Transcribe exactly the line containing "spot the green lawn in the photo above" plus every later line in the data.

● **Point-per-instance localization data**:
__________________________________________________
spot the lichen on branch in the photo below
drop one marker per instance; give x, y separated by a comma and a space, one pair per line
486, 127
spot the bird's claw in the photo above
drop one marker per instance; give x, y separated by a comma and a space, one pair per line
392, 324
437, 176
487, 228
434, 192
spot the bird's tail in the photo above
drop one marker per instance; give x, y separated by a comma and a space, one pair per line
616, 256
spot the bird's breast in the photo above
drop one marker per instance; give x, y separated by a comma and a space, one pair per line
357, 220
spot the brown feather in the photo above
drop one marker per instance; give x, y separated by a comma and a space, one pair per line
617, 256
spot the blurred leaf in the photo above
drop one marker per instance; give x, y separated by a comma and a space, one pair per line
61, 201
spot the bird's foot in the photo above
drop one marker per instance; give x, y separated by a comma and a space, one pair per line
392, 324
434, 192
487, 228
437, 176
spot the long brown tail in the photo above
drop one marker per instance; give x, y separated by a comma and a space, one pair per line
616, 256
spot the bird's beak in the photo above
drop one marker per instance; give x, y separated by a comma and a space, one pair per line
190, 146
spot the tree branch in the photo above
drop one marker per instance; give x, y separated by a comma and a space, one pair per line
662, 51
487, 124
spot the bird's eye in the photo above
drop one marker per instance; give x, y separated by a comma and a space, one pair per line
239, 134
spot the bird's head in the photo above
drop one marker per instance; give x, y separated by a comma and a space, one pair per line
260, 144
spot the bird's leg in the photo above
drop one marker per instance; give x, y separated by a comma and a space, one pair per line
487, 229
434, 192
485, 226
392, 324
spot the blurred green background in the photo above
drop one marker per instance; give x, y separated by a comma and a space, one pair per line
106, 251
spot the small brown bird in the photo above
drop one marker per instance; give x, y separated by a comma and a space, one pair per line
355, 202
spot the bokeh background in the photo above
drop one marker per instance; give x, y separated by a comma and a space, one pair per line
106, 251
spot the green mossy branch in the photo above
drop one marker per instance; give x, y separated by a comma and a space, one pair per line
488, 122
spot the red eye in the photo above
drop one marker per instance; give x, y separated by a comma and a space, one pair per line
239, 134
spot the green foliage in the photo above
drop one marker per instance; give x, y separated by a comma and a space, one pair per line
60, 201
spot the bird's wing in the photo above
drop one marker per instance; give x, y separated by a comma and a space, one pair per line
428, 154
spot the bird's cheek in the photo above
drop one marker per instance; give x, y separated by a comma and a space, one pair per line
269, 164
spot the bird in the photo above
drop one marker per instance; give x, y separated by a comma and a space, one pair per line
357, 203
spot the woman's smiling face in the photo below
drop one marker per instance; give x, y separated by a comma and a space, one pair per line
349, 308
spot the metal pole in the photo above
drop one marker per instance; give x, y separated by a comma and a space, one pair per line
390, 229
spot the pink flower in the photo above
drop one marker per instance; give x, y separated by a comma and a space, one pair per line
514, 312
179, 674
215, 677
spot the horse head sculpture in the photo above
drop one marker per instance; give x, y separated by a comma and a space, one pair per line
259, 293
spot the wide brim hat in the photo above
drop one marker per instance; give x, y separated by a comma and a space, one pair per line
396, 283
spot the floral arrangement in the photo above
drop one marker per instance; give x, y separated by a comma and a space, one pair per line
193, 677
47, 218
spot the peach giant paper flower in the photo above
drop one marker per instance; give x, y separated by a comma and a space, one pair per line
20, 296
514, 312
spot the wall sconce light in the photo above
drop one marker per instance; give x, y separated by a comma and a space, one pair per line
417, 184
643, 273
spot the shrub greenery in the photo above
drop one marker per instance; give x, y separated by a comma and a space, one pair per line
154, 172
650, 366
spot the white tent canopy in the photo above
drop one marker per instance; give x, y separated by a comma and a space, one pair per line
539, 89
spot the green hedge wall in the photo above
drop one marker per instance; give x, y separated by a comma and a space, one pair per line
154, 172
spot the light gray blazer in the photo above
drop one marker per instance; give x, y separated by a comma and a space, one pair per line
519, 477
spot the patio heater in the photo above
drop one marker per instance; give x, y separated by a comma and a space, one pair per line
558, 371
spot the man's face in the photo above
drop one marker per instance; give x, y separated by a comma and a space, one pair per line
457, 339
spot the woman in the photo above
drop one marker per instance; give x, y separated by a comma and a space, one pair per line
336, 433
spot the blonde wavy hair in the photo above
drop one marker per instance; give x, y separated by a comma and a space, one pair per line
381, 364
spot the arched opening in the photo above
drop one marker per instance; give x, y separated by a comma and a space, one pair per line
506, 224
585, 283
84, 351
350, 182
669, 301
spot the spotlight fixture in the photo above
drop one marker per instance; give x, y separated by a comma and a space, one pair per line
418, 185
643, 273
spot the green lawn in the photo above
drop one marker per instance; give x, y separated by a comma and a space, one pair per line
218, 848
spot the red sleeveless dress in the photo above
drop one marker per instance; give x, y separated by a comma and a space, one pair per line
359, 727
__________________________________________________
● **ANSWER FOR THIS EXERCISE**:
spot the green lawn in the photo above
drop one marker per instance; give x, y separated by a comma and a space, one pair per line
218, 848
spot the red sleeveless dress in the photo above
drop one marker per instance; give x, y separated by a comma and a space, one pair per line
359, 727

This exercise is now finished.